[Dataset records — start]

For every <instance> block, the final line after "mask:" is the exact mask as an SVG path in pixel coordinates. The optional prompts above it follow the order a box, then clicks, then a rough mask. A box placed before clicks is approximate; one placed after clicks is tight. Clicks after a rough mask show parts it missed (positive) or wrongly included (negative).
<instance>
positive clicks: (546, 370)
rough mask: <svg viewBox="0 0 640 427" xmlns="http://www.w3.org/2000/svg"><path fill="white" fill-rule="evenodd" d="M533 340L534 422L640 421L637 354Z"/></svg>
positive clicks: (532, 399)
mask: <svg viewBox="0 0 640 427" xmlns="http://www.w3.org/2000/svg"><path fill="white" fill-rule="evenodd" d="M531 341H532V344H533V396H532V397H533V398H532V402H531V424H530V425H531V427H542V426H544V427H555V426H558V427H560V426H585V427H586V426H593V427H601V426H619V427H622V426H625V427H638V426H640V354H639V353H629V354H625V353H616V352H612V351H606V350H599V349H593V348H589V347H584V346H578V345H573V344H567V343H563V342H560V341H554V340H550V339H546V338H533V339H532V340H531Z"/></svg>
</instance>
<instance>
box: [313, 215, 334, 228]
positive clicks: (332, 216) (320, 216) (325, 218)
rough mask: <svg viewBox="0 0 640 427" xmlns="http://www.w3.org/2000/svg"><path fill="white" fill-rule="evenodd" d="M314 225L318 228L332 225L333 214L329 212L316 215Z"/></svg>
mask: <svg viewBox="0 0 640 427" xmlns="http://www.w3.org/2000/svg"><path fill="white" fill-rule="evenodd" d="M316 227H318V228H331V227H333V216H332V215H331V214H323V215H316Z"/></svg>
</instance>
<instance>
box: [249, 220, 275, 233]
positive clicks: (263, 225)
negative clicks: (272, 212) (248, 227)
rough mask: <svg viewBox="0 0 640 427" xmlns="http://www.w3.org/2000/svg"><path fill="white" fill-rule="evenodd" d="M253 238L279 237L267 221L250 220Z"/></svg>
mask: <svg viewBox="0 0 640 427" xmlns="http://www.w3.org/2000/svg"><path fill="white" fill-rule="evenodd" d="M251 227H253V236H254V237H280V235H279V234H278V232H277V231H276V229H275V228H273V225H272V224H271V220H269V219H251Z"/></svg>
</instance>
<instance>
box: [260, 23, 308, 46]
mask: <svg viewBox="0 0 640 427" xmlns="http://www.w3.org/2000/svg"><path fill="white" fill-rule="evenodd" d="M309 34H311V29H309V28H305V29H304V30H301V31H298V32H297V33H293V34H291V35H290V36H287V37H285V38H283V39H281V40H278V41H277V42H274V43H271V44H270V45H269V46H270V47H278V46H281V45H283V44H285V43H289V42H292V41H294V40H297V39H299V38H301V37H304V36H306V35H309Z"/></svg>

[Dataset records — finish]

**Task to carry out:** Make a verbatim copy of each record.

**Response to the task:**
For every <instance> block, the final line after "mask:" is the exact mask as an SVG path in pixel coordinates. The optional prompts above it follow the order a box, then clicks, then a rough mask. A box placed before clicks is approximate; one placed after clicks is tight. Clicks after a rough mask show parts it missed (positive) or wrongly included (negative).
<instance>
positive clicks: (546, 370)
rough mask: <svg viewBox="0 0 640 427" xmlns="http://www.w3.org/2000/svg"><path fill="white" fill-rule="evenodd" d="M533 340L534 422L640 421L637 354Z"/></svg>
positive clicks: (532, 399)
mask: <svg viewBox="0 0 640 427" xmlns="http://www.w3.org/2000/svg"><path fill="white" fill-rule="evenodd" d="M531 341H532V344H533V396H532V397H533V398H532V402H531V424H530V425H531V427H542V426H544V427H555V426H558V427H560V426H585V427H586V426H593V427H601V426H619V427H622V426H625V427H638V426H640V354H639V353H629V354H625V353H616V352H612V351H606V350H599V349H593V348H589V347H584V346H578V345H573V344H567V343H563V342H560V341H554V340H550V339H546V338H533V339H532V340H531Z"/></svg>
</instance>
<instance>
box: [313, 215, 334, 228]
positive clicks: (332, 216) (320, 216) (325, 218)
rough mask: <svg viewBox="0 0 640 427" xmlns="http://www.w3.org/2000/svg"><path fill="white" fill-rule="evenodd" d="M314 225L318 228L332 225L333 214L329 212L316 215Z"/></svg>
mask: <svg viewBox="0 0 640 427" xmlns="http://www.w3.org/2000/svg"><path fill="white" fill-rule="evenodd" d="M316 227H318V228H331V227H333V216H332V215H331V214H323V215H316Z"/></svg>
</instance>
<instance>
box: [249, 220, 275, 233]
positive clicks: (263, 225)
negative clicks: (272, 212) (248, 227)
rough mask: <svg viewBox="0 0 640 427" xmlns="http://www.w3.org/2000/svg"><path fill="white" fill-rule="evenodd" d="M253 238L279 237L267 221L250 220Z"/></svg>
mask: <svg viewBox="0 0 640 427" xmlns="http://www.w3.org/2000/svg"><path fill="white" fill-rule="evenodd" d="M251 227H253V236H254V237H280V235H279V234H278V232H277V231H276V229H275V228H273V225H272V224H271V220H269V219H251Z"/></svg>
</instance>
<instance>
box: [260, 23, 308, 46]
mask: <svg viewBox="0 0 640 427" xmlns="http://www.w3.org/2000/svg"><path fill="white" fill-rule="evenodd" d="M309 34H311V29H309V28H305V29H304V30H301V31H298V32H297V33H293V34H291V35H290V36H287V37H285V38H283V39H281V40H278V41H277V42H274V43H271V44H270V45H269V46H270V47H278V46H281V45H283V44H285V43H289V42H292V41H294V40H297V39H299V38H301V37H304V36H306V35H309Z"/></svg>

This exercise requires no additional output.